Exercise objective – Look through the material below and copy exactly the lines from the line with "positive clicks: (10, 25)" to the line with "box: [414, 257, 449, 272]", those two lines included.

*** Extracted records ***

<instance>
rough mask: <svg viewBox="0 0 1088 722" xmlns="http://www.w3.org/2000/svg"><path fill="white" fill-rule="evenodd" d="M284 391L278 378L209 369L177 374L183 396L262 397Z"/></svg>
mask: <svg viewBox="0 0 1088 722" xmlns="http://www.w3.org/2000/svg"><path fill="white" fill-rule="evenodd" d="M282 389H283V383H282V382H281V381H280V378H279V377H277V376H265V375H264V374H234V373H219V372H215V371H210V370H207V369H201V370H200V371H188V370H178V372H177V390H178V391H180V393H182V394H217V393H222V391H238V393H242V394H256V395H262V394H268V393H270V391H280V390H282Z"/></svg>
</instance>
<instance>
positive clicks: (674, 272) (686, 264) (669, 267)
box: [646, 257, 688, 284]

***
*** Extracted records ***

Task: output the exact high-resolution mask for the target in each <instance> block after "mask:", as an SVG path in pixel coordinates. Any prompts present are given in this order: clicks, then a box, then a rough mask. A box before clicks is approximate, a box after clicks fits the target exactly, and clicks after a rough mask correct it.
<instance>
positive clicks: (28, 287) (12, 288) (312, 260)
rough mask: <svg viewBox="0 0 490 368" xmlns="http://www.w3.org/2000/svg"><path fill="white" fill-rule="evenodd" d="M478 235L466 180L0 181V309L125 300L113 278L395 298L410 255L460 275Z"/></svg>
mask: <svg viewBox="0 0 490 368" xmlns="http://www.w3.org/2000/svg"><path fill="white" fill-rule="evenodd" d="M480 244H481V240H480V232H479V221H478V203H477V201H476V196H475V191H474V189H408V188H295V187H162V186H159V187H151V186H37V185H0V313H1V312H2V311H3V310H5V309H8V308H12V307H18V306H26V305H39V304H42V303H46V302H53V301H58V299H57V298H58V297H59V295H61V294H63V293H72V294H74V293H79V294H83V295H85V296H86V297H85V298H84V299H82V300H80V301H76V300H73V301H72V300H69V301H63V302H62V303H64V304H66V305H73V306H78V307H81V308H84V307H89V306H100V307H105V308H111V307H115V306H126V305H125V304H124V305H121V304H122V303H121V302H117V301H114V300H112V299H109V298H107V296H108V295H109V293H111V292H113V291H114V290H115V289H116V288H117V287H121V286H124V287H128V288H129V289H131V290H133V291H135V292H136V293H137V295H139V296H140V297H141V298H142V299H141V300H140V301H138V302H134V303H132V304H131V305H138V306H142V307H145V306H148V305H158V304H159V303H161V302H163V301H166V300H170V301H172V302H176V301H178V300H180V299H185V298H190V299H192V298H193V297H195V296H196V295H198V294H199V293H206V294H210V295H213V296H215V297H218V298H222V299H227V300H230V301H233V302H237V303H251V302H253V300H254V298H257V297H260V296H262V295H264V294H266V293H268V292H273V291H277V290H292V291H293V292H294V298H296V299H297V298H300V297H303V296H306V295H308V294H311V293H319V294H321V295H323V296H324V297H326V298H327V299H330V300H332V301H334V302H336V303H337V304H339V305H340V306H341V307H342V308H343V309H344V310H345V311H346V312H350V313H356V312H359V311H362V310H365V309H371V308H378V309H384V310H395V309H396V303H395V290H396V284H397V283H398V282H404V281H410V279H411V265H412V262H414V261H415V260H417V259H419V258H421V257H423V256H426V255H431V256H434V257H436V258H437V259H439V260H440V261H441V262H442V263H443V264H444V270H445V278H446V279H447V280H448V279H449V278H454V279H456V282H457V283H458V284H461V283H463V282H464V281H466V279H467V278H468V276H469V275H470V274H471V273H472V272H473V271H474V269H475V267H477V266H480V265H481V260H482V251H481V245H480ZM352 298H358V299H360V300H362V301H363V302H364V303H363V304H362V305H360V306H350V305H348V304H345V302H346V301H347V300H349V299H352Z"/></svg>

***
*** Extracted records ***

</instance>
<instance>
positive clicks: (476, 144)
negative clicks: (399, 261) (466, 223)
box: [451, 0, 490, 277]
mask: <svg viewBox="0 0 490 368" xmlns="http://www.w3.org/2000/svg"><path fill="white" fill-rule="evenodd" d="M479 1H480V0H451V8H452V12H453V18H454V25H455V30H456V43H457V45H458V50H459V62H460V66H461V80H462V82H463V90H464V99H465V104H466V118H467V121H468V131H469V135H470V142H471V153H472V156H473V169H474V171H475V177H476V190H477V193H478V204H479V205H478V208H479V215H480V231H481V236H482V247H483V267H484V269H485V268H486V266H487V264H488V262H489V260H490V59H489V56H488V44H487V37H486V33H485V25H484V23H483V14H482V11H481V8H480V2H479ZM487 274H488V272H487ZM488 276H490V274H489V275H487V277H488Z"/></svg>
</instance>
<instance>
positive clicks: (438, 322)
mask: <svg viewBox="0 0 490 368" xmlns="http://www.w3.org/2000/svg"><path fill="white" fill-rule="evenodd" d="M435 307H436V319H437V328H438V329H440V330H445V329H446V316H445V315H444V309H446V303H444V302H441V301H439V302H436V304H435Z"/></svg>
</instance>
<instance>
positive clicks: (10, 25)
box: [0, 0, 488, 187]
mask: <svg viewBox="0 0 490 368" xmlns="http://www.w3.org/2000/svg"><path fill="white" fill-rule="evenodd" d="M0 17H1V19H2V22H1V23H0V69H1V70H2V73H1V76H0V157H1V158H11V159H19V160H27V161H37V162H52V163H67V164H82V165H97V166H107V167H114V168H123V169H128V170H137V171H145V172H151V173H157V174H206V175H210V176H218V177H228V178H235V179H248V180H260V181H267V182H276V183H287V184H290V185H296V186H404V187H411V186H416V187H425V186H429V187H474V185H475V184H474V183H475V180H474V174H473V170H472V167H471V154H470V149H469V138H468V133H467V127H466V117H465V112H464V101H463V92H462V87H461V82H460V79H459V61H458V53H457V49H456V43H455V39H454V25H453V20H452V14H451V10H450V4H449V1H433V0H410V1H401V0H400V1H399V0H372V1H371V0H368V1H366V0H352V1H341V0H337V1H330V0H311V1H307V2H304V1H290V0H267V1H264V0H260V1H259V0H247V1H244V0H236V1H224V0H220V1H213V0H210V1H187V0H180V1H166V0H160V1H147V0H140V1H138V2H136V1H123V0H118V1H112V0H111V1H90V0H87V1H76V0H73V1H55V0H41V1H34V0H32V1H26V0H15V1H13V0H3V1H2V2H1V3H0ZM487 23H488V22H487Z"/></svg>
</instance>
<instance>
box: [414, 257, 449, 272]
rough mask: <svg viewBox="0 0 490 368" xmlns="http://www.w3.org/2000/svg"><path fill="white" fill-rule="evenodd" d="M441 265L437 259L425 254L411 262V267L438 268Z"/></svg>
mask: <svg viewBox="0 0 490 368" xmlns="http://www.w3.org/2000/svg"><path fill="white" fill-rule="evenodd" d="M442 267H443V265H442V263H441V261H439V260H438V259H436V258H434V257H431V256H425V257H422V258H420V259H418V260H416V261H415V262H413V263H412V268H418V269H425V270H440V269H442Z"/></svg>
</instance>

***

Exercise response –
positive clicks: (10, 25)
box: [0, 0, 488, 187]
mask: <svg viewBox="0 0 490 368" xmlns="http://www.w3.org/2000/svg"><path fill="white" fill-rule="evenodd" d="M0 17H1V19H2V22H1V23H0V69H1V70H2V73H1V76H0V157H1V158H11V159H19V160H27V161H37V162H52V163H67V164H82V165H97V166H107V167H114V168H123V169H128V170H137V171H145V172H151V173H157V174H206V175H210V176H218V177H228V178H235V179H248V180H260V181H267V182H276V183H287V184H290V185H296V186H404V187H411V186H416V187H425V186H429V187H474V185H475V184H474V183H475V180H474V174H473V170H472V167H471V154H470V149H469V138H468V133H467V127H466V117H465V112H464V101H463V92H462V87H461V82H460V79H459V61H458V53H457V49H456V43H455V39H454V25H453V20H452V14H451V10H450V4H449V1H433V0H410V1H401V0H400V1H399V0H372V1H371V0H368V1H366V0H352V1H341V0H337V1H330V0H311V1H307V2H304V1H290V0H267V1H264V0H260V1H259V0H247V1H244V0H236V1H224V0H220V1H213V0H210V1H187V0H180V1H166V0H160V1H147V0H140V1H138V2H136V1H123V0H118V1H112V0H111V1H90V0H87V1H76V0H73V1H55V0H41V1H34V0H32V1H26V0H15V1H13V0H3V1H2V2H1V3H0ZM487 23H488V22H487Z"/></svg>
</instance>
<instance>
box: [414, 257, 449, 272]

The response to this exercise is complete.